- _Extracted text_:
*** Begin section ***

The Good Death: A Demonstration

SHE MODELED, FOR THE LIVING, HOW TO DIE WELL

Photo by Rafael Hoyos Weht on Unsplash

I’ve just finished an obituary of sorts for my friend Laurie, who died yesterday afternoon, slipping quietly into an ever-deeper sleep with those she loved best beside her. We should all, eventually, be so lucky.

The way you know you’re dead, in today’s senior living communities, is that your picture goes up on the hall table. Laurie and I laughed about that just last week, when I was saying I’d work hard at writing something elegant to go beside her photo. From somewhere in the ethersphere I am certain she’s getting the last laugh.

Elegance was easy to come by in this case. A decade ago Laurie had shepherded her physician husband through a descent into dementia, managing to keep him at home in their apartment until his own relatively gentle demise. They had raised two daughters and led a full, good life.

One daughter was extremely close to her mother, as was her wife, a particularly beloved daughter-in-law to Laurie.

So the first thing they did, en route to the Good Death, was to talk frankly and in detail about what exactly Laurie wanted. At 91 — precisely the age of this writer — Laurie enjoyed being with friends and family, walking her San Francisco neighborhood, reading and listening to music. She could still do most of these, but recent illnesses were imposing limitations. 

We talked, occasionally, of how she felt her quality of life had diminished. Because of my volunteer work with Medical Aid in Dying, which is legal in our state (and 9 others plus DC,) we talked a good bit about that option — which she said she would choose over any painful & debilitating end.

*** End section ***

[Dataset entries]
*** Begin section ***

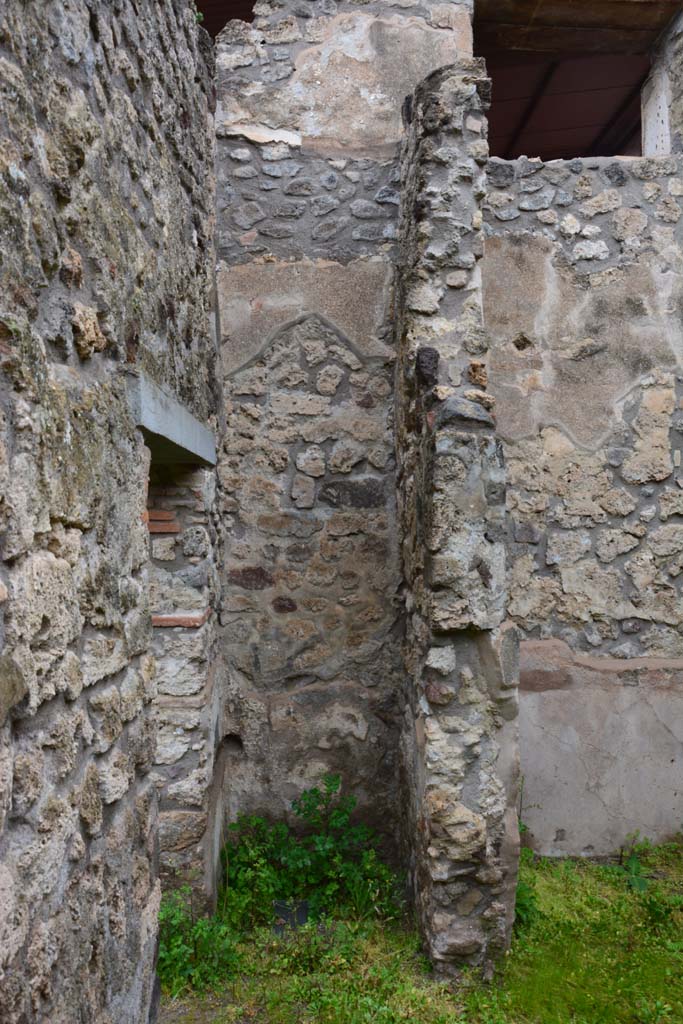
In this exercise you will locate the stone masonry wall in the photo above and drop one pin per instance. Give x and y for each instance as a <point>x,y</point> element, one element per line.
<point>308,124</point>
<point>583,281</point>
<point>460,737</point>
<point>105,236</point>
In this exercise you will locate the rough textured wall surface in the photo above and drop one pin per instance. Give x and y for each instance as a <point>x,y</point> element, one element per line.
<point>460,739</point>
<point>583,290</point>
<point>667,82</point>
<point>183,596</point>
<point>105,223</point>
<point>308,125</point>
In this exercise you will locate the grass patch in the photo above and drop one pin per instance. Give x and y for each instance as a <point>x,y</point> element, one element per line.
<point>594,947</point>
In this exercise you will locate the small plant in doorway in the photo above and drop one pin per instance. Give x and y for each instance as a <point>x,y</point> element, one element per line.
<point>330,861</point>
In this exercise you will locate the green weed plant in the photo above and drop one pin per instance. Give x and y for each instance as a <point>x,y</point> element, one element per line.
<point>593,948</point>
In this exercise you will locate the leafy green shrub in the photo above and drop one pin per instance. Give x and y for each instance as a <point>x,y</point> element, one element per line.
<point>333,863</point>
<point>194,951</point>
<point>526,905</point>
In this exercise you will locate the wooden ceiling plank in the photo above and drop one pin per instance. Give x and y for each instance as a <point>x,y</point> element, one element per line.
<point>494,38</point>
<point>530,107</point>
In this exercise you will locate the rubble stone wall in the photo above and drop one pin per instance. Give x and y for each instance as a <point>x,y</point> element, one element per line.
<point>105,229</point>
<point>308,124</point>
<point>583,282</point>
<point>460,738</point>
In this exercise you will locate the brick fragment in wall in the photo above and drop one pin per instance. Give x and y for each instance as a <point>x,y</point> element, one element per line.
<point>307,615</point>
<point>110,266</point>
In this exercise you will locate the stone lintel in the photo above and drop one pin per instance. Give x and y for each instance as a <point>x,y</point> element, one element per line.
<point>170,430</point>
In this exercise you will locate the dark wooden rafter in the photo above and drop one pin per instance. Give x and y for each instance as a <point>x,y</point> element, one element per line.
<point>527,113</point>
<point>622,126</point>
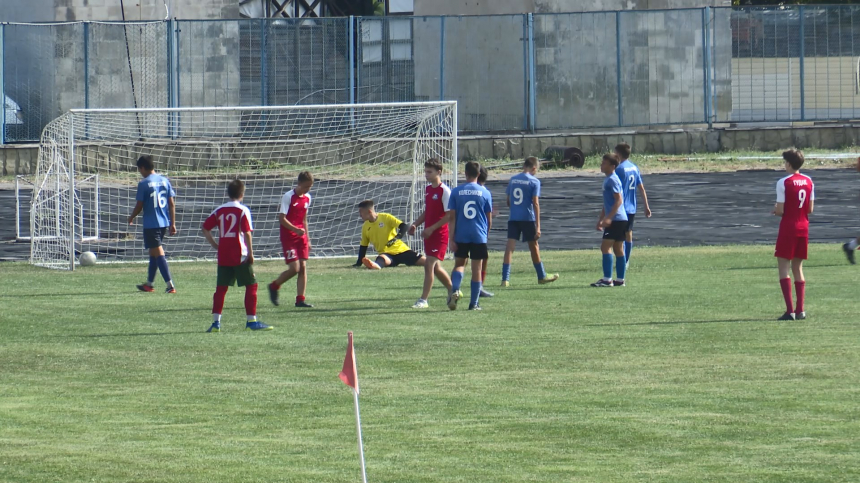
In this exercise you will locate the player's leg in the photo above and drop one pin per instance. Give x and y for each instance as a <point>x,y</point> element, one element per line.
<point>620,263</point>
<point>429,264</point>
<point>161,260</point>
<point>784,266</point>
<point>460,257</point>
<point>513,236</point>
<point>484,292</point>
<point>606,247</point>
<point>301,284</point>
<point>475,292</point>
<point>849,249</point>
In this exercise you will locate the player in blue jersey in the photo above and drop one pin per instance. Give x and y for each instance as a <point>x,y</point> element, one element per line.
<point>613,222</point>
<point>155,198</point>
<point>469,220</point>
<point>524,220</point>
<point>631,180</point>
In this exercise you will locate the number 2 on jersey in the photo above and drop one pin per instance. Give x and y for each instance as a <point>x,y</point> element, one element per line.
<point>229,232</point>
<point>518,196</point>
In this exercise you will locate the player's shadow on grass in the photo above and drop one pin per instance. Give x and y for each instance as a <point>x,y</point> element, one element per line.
<point>679,322</point>
<point>137,334</point>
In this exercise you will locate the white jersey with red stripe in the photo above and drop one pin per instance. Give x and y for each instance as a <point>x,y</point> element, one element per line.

*** End section ***

- _Try it_: Substitute "tribute" for "obituary" in the essay on a good death, and give the passage between "SHE MODELED, FOR" and "be so lucky.", inclusive. The items were taken from a separate source.

- _Written response_:
SHE MODELED, FOR THE LIVING, HOW TO DIE WELL

Photo by Rafael Hoyos Weht on Unsplash

I’ve just finished an tribute of sorts for my friend Laurie, who died yesterday afternoon, slipping quietly into an ever-deeper sleep with those she loved best beside her. We should all, eventually, be so lucky.